Could you pull out every line of text in each item below and copy it word for word, leaving the pictures out of your answer?

________________________________________

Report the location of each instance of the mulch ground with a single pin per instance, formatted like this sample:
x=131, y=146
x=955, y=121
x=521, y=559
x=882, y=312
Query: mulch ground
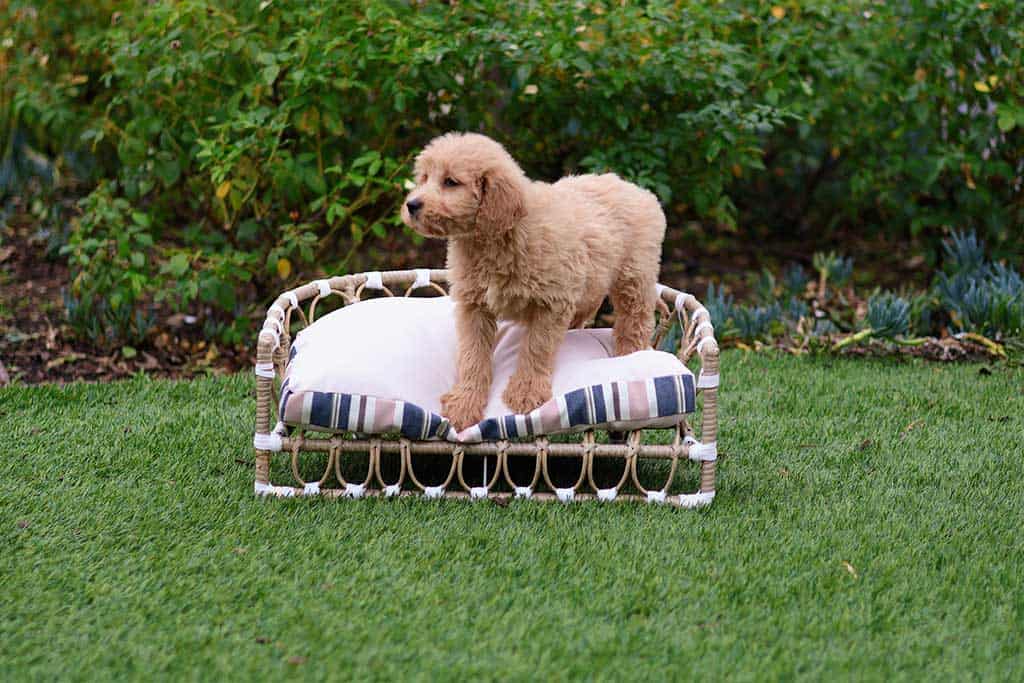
x=37, y=345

________________________________________

● Response to the exercise
Report the location of each instance of the mulch ground with a single pin per instance, formatted like this sample:
x=131, y=146
x=955, y=121
x=521, y=559
x=882, y=312
Query: mulch ground
x=37, y=345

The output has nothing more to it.